Entries from a point annotation set:
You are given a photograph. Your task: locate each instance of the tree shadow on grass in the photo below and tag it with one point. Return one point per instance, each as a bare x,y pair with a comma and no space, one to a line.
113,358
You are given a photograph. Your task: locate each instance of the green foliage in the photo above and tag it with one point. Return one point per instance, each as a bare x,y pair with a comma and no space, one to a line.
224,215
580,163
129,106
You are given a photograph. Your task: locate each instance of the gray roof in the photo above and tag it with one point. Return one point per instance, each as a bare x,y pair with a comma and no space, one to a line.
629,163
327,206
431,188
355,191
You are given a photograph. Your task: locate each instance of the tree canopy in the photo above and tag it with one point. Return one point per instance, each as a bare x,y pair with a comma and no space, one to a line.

STATED PROBLEM » Copy every one of the records above word for word, line by line.

RESPONSE TO THE TASK »
You are given a photograph. Your task: locate each instance of the tree shadow on grass in the photo below and tag it with one point. Return one point per instance, each as a bare x,y pair with a comma and no space, one to a line.
113,358
You are given a photograph. Your task: locate each instance of the green foliage in the photo above and tag it with one point. Return one point per instance, each as a bare x,y pair with a comma and no space, one to a line.
224,215
580,163
129,106
You are given a photograph. Your task: locate each instance of the gray roof in the photo above and tag it with one point. Return one point per instance, each as a bare x,y pair with a comma and no space, one to a line.
629,163
327,206
431,188
355,191
You are given a photograph. Your task: locate each instance of the tree canopy in the photo above and tag it with one point. Return one point per instance, each as a bare x,y pair with a comma and no space, one to a line.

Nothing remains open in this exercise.